Copy out the records below, substituting "item" for every occurrence of "plant or object" and changing nothing else.
BEGIN EXTRACTED ENTRIES
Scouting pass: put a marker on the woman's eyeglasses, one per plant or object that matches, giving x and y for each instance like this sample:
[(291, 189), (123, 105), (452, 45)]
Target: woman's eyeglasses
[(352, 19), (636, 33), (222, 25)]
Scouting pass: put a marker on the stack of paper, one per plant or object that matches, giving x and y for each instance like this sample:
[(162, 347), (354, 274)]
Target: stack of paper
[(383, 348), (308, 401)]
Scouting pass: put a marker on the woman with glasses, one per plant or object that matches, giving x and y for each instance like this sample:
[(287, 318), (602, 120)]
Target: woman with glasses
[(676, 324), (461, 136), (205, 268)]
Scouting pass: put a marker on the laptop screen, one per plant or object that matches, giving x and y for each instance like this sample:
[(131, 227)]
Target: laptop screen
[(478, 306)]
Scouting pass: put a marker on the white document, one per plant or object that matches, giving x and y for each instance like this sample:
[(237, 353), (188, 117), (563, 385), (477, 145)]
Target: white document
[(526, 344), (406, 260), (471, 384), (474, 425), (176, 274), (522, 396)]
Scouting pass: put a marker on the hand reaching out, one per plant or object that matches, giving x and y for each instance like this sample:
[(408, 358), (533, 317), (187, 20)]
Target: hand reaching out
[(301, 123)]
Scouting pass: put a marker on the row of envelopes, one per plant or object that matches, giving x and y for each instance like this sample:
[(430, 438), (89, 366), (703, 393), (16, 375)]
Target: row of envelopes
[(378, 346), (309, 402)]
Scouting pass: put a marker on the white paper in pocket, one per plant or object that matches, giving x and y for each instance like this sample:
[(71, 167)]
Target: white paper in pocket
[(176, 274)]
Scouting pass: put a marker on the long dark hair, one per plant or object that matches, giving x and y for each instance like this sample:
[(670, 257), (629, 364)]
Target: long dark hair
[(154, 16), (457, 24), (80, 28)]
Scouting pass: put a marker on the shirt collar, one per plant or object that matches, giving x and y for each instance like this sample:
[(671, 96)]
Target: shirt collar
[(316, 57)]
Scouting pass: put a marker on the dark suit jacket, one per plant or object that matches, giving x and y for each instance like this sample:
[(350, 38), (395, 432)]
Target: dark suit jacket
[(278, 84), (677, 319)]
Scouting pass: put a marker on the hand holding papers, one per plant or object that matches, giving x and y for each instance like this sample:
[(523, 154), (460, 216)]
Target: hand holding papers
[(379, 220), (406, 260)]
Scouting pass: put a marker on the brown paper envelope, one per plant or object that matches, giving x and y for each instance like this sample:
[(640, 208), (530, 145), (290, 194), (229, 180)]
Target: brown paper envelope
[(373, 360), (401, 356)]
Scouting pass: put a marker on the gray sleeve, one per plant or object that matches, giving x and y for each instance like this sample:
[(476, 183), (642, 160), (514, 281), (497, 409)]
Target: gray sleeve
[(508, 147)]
END EXTRACTED ENTRIES
WRITTEN SOLUTION:
Scouting pass: put a marker on the woman's eyeglasses, one per item that matches, giving x and y for each instance like this sample:
[(291, 189), (123, 105), (452, 45)]
Target: woman's eyeglasses
[(352, 19), (636, 33), (222, 25)]
Scouting pass: put a marker on the stack of paper, one per item that matches, giving x and y for each instance like this sample:
[(162, 347), (354, 274)]
Target: stack of paper
[(383, 348), (308, 401)]
Scouting pass: put a marker on the woman with glasses, one per item that matches, giving x and y for each instance like this sample:
[(287, 318), (602, 120)]
Target: woman with glasses
[(676, 324), (461, 136), (205, 268)]
Scouting pass: put a marker on the laptop screen, one per item that matches, giving x and y for each instance like this sample:
[(131, 227)]
Target: laptop screen
[(478, 306)]
Scouting pass: put a marker on the white document, one per item that matches, giving x and y for each instance like this sample:
[(237, 353), (188, 117), (563, 385), (477, 145)]
Target: white document
[(526, 344), (406, 260), (471, 384), (474, 425), (176, 274), (522, 396)]
Scouting pass: put a marker on the hand reaching out, one per item that matches, giving x and y for each instance like this sample:
[(408, 358), (533, 317), (187, 20)]
Target: hand reaching out
[(301, 123)]
Scouting pass: put a marker on the row of envelopes, one per item that matches, giving x and y for each instance like this sample:
[(430, 438), (89, 366), (703, 393), (16, 375)]
Target: row of envelopes
[(378, 346), (309, 402)]
Scouting pass: put a marker on the white paper in pocket, one per item that matches, giving x and y for each instance like this sample:
[(71, 167)]
Target: white paper in pocket
[(176, 274)]
Scouting pass: put a marker on the long dark hair, one per item that matches, giving x and y for each instance like this sample:
[(670, 257), (629, 364)]
Target: long dark hair
[(154, 16), (457, 24), (80, 28)]
Scouting pass: put a marker on the shirt collar, one per item that matches, giving x and y for each instance like this sample:
[(671, 96)]
Target: shirt collar
[(316, 57)]
Scouting pass: put a marker on the dark suit jacket, one per item that matches, giving x and y for each instance like this sample:
[(350, 38), (395, 432)]
Target: dark suit jacket
[(278, 84), (677, 319)]
Scouting pass: put a marker on the hand holding papers, one per item that matches, giving x and y for each instance like this sample:
[(523, 154), (460, 216)]
Target: hand holding papers
[(379, 220), (406, 260)]
Scouting pass: put a marker on the brown paper envelope, one per item that matches, giving x and y for each instance like this sample:
[(640, 208), (530, 145), (290, 194), (229, 180)]
Target: brown paper envelope
[(373, 360), (401, 356)]
Scouting pass: put a marker on the gray sleeve, one per item that matches, giving x and y for each instance like this sample:
[(476, 183), (642, 160), (514, 281), (497, 409)]
Target: gray sleeve
[(508, 147)]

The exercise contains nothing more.